# [Task goal]
Each line of the listing needs to be given again exactly.

--------------------------------------------------

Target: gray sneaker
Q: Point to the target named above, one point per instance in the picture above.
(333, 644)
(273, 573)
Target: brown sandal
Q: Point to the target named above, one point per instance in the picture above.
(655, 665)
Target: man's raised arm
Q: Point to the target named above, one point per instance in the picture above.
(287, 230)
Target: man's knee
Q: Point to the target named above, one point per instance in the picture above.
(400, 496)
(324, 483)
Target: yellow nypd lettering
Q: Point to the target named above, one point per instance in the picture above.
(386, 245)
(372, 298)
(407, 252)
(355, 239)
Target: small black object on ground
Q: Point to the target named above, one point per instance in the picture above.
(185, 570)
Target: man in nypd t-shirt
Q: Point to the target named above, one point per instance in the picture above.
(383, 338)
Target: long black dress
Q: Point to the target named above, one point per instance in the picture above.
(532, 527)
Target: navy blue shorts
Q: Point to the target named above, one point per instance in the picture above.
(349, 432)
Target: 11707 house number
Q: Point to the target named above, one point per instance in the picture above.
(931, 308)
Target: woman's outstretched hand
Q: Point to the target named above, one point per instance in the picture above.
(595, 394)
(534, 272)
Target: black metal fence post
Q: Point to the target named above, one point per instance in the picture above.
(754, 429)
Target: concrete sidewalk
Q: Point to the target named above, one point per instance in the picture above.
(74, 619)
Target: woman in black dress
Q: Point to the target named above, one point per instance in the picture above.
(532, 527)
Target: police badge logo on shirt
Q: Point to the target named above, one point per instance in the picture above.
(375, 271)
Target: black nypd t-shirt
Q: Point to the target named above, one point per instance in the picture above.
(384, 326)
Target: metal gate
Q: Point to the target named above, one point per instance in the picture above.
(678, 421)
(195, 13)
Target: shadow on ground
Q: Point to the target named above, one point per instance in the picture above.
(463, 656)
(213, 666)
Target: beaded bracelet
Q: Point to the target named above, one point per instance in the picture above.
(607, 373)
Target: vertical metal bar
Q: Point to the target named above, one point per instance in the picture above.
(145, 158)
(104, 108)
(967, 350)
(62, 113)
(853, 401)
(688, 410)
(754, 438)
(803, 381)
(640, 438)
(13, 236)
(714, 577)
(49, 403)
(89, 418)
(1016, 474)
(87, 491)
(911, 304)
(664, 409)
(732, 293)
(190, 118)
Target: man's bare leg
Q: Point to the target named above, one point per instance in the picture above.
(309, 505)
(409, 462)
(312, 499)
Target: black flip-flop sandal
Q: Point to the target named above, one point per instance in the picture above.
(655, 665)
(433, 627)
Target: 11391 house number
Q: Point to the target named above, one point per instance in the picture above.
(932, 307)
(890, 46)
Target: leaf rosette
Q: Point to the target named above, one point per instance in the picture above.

--------------------------------------------------

# [Exercise response]
Target: gray sneaker
Q: Point to the target named above, one point per instance in the picture above.
(333, 644)
(273, 573)
Target: brown sandal
Q: Point to the target named above, one point per instance in the picture above.
(655, 665)
Target: man's raised arm
Q: Point to the target named above, one point per instance in the picture above.
(287, 230)
Target: man's knee
Q: Point to the target named above, one point per instance in the picture above.
(400, 496)
(324, 483)
Target: yellow nypd lettering
Q: Point to the target named above, one point per instance in the picture above.
(386, 245)
(372, 298)
(407, 252)
(355, 239)
Target: small black object on ground
Q: Point to the target named above, one point per instance in the picture above.
(185, 570)
Target: man in nypd t-shirt
Q: Point to the target named above, one point per instance in the picture above.
(383, 338)
Target: long black dress
Q: Point to the target named above, one point per instance in the picture above.
(532, 527)
Target: navy blue shorts
Q: Point to the target named above, one point per instance in the picture above.
(349, 432)
Target: 11707 house number
Q: Point to the target named above, one point per instance in the picture above.
(931, 308)
Target: woman's outstretched hand
Q: Point to the target named above, one point per instance in the picture above.
(595, 394)
(534, 272)
Target: black metal fence post
Q: Point to the target named above, one point per instance in the picture above.
(754, 429)
Target: concrete sidewalk
Q: Point to the target named above, one point per instance in the picture above.
(74, 619)
Target: woman in black dress
Q: Point to the target named above, one point per instance in the picture above.
(532, 527)
Target: police badge logo on shirt
Q: Point to the target named above, one point per instance in the picture above.
(375, 271)
Target: black nypd t-shirt
Q: Point to the target named above, one point per instance in the picture above.
(384, 326)
Target: metal gate
Q: Point to the target named above, one point per instance in the picture above.
(678, 421)
(195, 13)
Target: shadow on ground
Q: Point to the target named above, one point per instance in the picture above.
(463, 656)
(213, 666)
Target: beaded bracelet
Q: Point to the target named above, one point per instance in the picture above.
(607, 373)
Target: vertical metal bar
Q: Point to the target named above, one point per instance in the picture above.
(145, 158)
(104, 108)
(967, 350)
(62, 113)
(853, 401)
(688, 410)
(754, 438)
(803, 381)
(640, 438)
(13, 236)
(714, 577)
(49, 403)
(89, 418)
(1016, 474)
(87, 491)
(911, 304)
(664, 409)
(732, 293)
(190, 118)
Target: man's bare leg
Q: Point to the target named above, one point per instance in the picture above.
(309, 505)
(409, 462)
(312, 499)
Target: black flip-flop sandal
Q: Point to the target named above, one point per instance in the picture above.
(655, 665)
(433, 627)
Target: 11391 house number
Q: Point to the target named above, one point per instance in the picture above.
(932, 307)
(890, 46)
Target: leaf rosette
Q: Point to the target named above, one point per instance in the picture above.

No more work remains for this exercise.